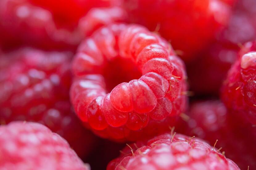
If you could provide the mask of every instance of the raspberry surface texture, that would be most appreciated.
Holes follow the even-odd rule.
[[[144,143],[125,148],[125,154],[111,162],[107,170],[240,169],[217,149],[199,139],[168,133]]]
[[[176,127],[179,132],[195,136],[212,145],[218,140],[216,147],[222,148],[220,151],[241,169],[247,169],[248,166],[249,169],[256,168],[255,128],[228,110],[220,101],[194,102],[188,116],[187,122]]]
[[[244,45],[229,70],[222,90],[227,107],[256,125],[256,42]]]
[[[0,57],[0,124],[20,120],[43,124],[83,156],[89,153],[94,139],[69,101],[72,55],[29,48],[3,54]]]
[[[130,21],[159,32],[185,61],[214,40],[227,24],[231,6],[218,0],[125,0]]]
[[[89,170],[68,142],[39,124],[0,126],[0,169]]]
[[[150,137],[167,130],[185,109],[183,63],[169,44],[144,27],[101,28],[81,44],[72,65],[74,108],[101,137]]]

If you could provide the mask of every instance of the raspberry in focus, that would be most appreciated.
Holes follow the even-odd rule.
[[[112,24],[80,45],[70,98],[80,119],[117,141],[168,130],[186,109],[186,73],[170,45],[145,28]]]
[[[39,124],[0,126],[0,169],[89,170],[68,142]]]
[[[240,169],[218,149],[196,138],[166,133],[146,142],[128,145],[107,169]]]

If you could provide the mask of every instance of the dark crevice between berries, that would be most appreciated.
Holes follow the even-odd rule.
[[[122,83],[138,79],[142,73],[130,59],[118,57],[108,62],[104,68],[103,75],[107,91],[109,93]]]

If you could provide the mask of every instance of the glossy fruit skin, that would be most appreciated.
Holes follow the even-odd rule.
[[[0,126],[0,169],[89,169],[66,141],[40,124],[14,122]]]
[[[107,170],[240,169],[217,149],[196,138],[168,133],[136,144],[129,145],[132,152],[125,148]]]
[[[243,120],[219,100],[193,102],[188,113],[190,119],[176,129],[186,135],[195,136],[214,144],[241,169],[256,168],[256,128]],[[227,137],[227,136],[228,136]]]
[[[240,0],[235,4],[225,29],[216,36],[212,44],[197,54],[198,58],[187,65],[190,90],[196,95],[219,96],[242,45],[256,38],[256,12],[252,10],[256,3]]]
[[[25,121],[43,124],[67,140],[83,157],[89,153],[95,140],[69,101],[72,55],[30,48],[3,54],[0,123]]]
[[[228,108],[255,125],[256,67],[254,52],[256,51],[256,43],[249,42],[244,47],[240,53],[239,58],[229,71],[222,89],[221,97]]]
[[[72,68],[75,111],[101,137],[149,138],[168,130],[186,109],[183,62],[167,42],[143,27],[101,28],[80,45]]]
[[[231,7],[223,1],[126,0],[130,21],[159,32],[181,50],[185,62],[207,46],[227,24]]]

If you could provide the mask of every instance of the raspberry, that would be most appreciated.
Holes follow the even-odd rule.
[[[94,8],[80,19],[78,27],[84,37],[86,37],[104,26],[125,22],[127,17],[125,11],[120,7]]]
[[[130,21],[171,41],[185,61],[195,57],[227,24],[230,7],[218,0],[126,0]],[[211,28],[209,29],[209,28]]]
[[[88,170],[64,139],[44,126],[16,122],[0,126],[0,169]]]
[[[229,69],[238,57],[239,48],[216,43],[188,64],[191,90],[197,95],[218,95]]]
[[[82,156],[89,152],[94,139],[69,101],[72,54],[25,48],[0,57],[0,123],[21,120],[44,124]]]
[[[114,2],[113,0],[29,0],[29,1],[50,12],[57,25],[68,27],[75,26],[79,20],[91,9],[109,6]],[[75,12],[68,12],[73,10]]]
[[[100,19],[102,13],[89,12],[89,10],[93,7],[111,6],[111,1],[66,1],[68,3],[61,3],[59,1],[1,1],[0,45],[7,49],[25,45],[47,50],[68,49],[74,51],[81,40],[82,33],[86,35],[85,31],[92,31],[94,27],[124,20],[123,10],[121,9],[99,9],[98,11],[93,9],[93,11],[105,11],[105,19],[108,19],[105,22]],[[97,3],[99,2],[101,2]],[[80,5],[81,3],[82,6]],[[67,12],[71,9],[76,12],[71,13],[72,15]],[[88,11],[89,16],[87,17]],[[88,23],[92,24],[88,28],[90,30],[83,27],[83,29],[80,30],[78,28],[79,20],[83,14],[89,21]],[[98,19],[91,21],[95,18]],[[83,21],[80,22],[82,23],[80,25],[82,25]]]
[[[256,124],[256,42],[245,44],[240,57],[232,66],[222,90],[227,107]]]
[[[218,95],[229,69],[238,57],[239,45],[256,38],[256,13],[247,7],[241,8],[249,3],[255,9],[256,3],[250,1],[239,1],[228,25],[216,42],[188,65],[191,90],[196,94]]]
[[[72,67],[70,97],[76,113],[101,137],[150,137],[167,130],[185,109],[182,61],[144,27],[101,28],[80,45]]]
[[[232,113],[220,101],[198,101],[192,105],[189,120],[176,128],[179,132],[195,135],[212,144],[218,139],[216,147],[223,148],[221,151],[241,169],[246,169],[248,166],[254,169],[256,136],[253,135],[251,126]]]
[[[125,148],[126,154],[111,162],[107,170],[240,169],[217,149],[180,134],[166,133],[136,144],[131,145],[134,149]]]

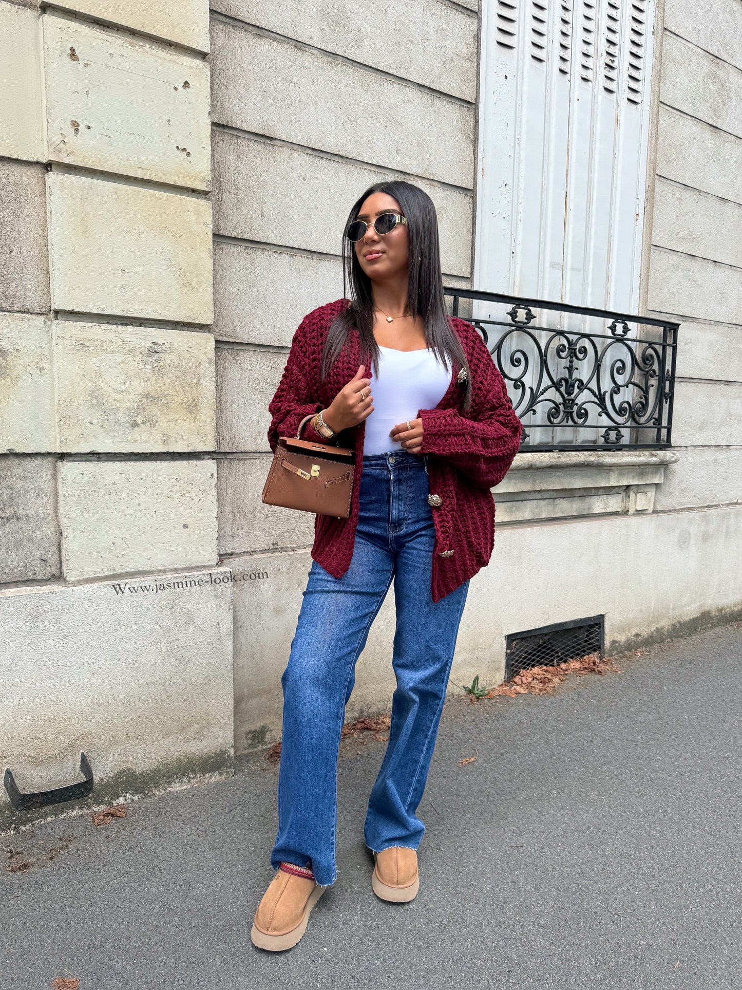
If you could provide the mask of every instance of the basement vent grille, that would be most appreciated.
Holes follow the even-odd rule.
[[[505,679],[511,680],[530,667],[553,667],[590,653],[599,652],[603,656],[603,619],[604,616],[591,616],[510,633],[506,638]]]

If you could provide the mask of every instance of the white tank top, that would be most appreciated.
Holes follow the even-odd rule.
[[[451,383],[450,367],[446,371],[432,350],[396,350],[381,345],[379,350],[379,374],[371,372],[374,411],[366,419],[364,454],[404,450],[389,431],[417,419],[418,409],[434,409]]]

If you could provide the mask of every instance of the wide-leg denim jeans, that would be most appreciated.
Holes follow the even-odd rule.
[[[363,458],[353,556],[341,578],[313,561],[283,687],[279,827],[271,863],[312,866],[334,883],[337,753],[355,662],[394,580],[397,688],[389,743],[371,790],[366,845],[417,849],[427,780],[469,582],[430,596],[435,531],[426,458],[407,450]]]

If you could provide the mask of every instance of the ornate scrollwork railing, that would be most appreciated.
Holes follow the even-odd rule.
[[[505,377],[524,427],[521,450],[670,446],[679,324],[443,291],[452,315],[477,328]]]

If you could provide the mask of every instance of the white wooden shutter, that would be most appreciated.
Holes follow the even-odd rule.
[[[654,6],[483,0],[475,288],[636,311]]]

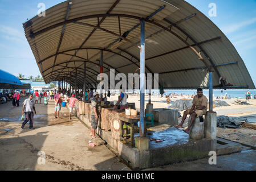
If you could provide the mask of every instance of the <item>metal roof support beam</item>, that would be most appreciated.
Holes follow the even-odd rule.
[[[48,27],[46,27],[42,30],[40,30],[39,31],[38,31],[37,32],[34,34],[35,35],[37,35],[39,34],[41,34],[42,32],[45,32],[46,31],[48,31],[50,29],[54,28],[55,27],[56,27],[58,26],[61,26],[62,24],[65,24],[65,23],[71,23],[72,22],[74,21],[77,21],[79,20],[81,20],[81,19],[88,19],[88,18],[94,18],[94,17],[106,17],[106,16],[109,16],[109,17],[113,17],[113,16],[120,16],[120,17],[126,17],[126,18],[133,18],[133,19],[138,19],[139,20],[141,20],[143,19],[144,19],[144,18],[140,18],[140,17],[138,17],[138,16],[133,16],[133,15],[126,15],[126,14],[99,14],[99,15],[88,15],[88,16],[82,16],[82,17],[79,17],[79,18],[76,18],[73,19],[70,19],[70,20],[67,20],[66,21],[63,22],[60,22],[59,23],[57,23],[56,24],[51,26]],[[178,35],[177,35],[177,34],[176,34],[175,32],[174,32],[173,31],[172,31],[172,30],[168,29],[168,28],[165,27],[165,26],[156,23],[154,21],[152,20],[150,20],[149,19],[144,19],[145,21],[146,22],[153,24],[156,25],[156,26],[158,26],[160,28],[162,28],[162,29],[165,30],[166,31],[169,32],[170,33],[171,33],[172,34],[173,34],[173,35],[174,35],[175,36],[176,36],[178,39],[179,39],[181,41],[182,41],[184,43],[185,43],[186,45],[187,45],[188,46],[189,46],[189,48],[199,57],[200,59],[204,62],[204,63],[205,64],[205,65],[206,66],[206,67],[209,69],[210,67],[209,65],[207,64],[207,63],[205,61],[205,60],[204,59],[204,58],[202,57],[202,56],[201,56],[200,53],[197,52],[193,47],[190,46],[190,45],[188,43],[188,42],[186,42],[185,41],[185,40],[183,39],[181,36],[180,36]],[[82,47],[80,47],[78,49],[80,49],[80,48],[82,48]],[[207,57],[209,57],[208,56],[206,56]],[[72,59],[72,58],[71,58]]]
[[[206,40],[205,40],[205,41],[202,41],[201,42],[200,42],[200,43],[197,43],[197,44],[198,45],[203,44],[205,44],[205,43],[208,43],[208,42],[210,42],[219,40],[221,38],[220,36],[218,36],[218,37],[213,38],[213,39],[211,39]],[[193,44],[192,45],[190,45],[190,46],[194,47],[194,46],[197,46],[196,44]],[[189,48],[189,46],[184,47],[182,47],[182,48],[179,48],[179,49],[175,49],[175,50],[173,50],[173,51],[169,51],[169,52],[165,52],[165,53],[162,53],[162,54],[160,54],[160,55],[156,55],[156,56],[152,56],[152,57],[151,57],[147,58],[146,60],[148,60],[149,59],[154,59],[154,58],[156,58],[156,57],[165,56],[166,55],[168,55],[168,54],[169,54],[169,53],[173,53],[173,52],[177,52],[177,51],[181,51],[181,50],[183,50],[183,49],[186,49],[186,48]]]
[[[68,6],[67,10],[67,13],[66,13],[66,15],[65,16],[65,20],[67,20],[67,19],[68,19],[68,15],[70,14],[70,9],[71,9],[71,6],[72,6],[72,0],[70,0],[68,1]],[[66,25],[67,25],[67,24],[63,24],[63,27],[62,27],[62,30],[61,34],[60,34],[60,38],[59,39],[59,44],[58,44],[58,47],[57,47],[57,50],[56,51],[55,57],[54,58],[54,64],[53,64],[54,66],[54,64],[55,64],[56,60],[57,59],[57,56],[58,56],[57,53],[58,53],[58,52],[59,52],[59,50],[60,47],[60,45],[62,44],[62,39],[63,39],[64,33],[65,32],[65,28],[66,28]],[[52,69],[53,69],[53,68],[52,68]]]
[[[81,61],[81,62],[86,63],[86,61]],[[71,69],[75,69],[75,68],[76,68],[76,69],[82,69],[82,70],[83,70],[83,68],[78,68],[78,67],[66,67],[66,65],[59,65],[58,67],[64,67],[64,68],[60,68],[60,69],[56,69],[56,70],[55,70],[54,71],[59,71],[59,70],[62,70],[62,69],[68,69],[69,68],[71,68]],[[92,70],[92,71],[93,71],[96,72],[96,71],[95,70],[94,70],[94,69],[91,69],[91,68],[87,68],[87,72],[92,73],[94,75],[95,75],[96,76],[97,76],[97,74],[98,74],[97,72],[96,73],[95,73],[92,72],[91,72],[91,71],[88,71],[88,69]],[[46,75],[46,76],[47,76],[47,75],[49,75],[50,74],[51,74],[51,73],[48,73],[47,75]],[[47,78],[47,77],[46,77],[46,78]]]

______________________________

■ **과제 내용**
"shutter, that would be most appreciated." 내용이 있는 줄부터 "[[[654,6],[483,0],[475,288],[636,311]]]" 내용이 있는 줄까지, 양 끝 줄을 포함해 한 글자도 바꾸지 말고 다시 입력하세요.

■ **작성 답변**
If you could provide the mask of every instance of the white wooden shutter, that would be most appreciated.
Holes follow the even-odd rule.
[[[654,6],[483,0],[475,288],[636,311]]]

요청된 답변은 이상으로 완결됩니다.